WORK INSTRUCTION →
Show every line in the records below that contains the word "Spot".

TASK DATA →

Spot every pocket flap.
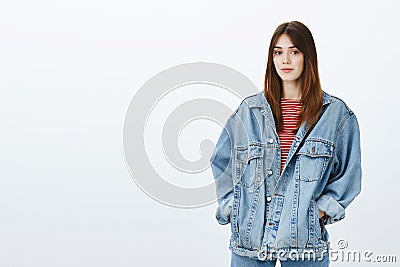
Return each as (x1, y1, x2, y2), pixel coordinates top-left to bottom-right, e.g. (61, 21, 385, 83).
(297, 140, 333, 157)
(235, 144, 264, 162)
(248, 145, 264, 160)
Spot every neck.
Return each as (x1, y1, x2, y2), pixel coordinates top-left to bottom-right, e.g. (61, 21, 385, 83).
(282, 80, 302, 100)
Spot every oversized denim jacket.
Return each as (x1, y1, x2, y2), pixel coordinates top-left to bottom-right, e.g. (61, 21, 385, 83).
(209, 90, 361, 260)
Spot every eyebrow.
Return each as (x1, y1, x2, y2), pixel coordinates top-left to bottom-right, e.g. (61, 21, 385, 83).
(273, 46, 297, 49)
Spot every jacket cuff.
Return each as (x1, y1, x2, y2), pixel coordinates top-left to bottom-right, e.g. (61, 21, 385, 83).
(215, 197, 233, 225)
(316, 195, 346, 225)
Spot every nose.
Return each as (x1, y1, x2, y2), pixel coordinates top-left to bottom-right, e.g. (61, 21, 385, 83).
(282, 52, 290, 64)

ANSWER FOR THE TASK →
Spot every pocket flap.
Spot every neck.
Spot every oversized denim jacket.
Spot every eyebrow.
Spot every jacket cuff.
Spot every nose.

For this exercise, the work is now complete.